(Referring expression pointing data)
==================================================

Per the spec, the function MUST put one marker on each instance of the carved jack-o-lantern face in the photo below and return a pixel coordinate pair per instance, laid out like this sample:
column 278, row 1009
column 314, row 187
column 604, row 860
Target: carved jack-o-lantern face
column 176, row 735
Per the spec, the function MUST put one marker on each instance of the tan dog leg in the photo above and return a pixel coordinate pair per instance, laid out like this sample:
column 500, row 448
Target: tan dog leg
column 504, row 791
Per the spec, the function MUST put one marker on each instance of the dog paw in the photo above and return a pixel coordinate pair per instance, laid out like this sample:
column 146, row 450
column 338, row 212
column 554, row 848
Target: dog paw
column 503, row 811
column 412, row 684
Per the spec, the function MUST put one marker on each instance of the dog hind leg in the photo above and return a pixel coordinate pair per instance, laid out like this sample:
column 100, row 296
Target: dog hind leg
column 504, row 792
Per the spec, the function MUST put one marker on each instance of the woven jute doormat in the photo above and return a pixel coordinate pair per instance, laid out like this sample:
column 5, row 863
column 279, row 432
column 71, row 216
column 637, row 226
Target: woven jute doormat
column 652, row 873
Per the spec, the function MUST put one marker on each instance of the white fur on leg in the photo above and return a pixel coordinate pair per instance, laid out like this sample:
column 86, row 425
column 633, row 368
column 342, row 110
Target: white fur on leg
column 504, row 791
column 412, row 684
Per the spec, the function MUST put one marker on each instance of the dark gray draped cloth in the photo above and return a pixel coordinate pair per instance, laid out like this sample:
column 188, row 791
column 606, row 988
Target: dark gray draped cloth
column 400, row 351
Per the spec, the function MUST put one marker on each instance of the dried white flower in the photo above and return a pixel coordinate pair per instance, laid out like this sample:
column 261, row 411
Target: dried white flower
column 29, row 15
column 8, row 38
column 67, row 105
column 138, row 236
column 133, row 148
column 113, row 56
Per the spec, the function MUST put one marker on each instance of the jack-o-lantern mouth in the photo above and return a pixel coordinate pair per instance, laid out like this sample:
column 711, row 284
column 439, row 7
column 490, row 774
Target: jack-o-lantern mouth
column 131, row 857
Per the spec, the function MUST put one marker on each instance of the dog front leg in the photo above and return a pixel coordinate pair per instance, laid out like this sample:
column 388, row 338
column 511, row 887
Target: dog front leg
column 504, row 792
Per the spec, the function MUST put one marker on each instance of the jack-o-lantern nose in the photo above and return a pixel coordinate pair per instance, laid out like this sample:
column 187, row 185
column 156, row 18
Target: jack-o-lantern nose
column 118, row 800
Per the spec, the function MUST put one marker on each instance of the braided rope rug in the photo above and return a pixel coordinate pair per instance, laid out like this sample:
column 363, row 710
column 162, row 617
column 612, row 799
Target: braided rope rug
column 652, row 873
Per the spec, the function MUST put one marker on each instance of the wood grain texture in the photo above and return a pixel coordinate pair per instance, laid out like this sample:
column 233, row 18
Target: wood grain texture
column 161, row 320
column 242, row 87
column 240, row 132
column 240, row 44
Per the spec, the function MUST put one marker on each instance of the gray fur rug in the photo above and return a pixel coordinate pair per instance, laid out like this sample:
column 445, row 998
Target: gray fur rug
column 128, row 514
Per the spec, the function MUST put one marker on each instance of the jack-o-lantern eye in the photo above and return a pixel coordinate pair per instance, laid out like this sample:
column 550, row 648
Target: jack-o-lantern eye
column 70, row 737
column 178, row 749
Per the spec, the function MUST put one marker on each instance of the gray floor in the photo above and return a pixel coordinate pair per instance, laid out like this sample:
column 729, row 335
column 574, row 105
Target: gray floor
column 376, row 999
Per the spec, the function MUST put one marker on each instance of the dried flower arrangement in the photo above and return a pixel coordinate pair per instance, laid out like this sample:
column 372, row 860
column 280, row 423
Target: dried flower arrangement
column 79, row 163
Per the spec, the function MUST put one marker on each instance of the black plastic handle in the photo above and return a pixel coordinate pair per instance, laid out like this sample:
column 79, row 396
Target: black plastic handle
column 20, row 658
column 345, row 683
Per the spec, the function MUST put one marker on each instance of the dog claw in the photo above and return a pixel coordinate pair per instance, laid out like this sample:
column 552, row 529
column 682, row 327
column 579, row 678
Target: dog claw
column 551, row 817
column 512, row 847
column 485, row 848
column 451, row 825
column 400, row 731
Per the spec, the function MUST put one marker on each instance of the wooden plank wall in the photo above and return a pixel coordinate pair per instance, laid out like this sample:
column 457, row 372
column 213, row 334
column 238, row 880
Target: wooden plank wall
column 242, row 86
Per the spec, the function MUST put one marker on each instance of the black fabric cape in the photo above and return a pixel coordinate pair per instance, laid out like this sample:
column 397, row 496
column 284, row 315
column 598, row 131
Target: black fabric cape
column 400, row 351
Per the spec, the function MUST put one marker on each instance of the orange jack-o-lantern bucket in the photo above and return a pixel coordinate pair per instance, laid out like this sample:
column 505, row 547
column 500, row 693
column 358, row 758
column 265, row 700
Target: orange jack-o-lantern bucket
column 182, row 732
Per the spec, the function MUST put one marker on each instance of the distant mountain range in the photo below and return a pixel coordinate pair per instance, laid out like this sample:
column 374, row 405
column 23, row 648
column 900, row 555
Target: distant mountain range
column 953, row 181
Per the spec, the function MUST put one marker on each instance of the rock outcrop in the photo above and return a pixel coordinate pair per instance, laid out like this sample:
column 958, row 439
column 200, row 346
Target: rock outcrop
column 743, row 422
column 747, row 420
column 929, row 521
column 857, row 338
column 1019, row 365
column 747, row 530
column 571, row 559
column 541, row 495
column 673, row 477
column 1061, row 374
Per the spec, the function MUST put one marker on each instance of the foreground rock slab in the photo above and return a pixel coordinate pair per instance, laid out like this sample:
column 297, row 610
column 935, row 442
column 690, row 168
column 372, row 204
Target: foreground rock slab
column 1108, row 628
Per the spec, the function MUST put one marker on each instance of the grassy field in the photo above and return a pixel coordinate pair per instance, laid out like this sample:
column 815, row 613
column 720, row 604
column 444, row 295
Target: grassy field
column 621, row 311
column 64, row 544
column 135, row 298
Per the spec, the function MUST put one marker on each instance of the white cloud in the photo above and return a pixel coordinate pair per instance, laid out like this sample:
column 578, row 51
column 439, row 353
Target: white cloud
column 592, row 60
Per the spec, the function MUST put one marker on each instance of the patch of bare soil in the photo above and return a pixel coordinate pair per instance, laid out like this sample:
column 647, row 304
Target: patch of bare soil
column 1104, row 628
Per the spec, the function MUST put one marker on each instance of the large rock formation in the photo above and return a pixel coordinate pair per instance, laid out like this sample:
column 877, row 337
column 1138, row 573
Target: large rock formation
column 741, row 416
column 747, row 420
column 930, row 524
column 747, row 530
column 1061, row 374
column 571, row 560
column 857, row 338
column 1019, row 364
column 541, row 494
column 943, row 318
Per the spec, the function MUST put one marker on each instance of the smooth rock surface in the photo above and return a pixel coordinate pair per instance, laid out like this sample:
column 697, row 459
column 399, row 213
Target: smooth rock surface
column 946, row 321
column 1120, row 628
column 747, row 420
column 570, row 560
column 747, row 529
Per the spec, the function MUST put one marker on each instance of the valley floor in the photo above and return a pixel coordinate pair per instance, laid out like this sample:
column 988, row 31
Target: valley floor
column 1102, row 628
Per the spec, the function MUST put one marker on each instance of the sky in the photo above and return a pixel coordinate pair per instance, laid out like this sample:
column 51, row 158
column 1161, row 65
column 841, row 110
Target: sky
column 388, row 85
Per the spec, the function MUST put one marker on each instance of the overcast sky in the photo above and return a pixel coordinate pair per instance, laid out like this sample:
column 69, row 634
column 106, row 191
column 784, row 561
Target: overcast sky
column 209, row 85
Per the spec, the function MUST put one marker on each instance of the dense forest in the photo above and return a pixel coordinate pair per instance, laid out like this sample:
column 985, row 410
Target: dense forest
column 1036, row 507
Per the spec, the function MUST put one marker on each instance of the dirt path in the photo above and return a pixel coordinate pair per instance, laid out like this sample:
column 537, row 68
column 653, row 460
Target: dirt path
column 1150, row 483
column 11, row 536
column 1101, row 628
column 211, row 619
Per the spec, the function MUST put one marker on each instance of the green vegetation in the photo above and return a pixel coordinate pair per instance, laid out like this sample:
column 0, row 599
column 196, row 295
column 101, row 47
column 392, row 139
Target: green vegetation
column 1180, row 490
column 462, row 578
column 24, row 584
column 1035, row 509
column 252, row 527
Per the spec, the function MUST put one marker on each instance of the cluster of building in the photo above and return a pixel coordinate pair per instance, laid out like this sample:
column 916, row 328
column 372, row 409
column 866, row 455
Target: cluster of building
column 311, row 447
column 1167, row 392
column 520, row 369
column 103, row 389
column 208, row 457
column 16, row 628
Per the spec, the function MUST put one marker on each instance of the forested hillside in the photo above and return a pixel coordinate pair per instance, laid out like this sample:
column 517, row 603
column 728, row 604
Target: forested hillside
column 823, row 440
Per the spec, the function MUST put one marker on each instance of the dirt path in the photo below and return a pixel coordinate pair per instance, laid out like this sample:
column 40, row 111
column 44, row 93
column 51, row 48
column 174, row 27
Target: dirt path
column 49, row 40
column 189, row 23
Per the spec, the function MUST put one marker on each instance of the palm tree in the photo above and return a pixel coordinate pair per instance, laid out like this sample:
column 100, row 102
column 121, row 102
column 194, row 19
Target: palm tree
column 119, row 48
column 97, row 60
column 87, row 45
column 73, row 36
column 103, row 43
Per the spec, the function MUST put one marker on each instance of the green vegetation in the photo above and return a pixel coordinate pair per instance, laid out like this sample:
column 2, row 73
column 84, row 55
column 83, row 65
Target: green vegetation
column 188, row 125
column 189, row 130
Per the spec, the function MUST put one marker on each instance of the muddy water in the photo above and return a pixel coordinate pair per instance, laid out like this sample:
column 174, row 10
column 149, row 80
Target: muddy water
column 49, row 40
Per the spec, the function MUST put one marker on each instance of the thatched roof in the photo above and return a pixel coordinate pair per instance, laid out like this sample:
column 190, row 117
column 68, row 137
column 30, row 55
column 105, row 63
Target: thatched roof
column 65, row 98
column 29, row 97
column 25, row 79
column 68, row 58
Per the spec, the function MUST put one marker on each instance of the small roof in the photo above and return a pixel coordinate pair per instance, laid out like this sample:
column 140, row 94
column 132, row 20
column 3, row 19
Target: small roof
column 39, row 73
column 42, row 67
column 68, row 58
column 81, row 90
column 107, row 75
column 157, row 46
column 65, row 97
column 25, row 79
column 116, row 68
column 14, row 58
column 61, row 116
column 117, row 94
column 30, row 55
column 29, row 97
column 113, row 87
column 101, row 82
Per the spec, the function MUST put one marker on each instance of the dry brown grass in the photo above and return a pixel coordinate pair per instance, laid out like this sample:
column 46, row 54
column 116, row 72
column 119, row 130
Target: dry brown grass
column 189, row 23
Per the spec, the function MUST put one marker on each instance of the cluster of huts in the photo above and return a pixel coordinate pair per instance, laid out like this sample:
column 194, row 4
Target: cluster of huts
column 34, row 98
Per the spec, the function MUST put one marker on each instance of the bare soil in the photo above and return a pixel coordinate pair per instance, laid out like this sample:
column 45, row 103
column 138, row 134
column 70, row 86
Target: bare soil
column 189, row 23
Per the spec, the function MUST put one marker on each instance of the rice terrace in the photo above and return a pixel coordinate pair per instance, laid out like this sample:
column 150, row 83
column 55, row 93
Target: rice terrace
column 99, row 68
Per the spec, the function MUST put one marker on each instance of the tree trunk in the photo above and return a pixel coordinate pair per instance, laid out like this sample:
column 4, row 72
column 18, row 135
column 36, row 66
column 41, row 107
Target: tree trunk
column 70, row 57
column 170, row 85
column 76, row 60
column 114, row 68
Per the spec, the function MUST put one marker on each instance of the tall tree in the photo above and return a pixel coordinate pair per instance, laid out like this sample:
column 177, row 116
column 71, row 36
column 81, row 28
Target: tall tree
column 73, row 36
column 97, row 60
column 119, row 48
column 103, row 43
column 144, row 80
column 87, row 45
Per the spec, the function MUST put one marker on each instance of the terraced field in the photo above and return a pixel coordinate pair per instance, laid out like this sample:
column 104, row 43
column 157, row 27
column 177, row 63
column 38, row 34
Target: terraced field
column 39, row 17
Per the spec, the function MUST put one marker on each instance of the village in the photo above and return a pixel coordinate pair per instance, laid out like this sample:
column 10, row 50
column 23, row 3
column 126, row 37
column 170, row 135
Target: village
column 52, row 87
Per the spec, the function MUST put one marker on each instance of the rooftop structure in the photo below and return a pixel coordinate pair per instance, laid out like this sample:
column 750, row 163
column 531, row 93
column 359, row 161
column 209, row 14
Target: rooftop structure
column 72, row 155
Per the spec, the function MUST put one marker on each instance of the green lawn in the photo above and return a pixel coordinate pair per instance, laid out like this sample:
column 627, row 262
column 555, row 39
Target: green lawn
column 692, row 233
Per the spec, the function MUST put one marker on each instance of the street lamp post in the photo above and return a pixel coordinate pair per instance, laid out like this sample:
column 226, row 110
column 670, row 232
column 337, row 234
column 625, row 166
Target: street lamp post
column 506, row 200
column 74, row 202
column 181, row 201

==================================================

**BRIEF:** For the word "below", show every line of the entries that holds it.

**WRITTEN RESPONSE:**
Per the spec, the function MUST put one marker on each instance of the carved jack-o-lantern face in the photo below and return a pixel coordinate pair per instance, laid out like this sample:
Per the spec, the function MUST put one marker on each instance of the distant mountain range in the photo below and return a pixel coordinate pair per instance, laid out like this sample:
Per the spec, the function MUST put one marker on each instance of the dirt path in the photo below and return a pixel coordinate pair per instance, laid out like this sample:
Per the spec, the function MUST put one marker on each instance of the rooftop structure in the photo below and return a pixel coordinate pair per instance, laid out like this sample:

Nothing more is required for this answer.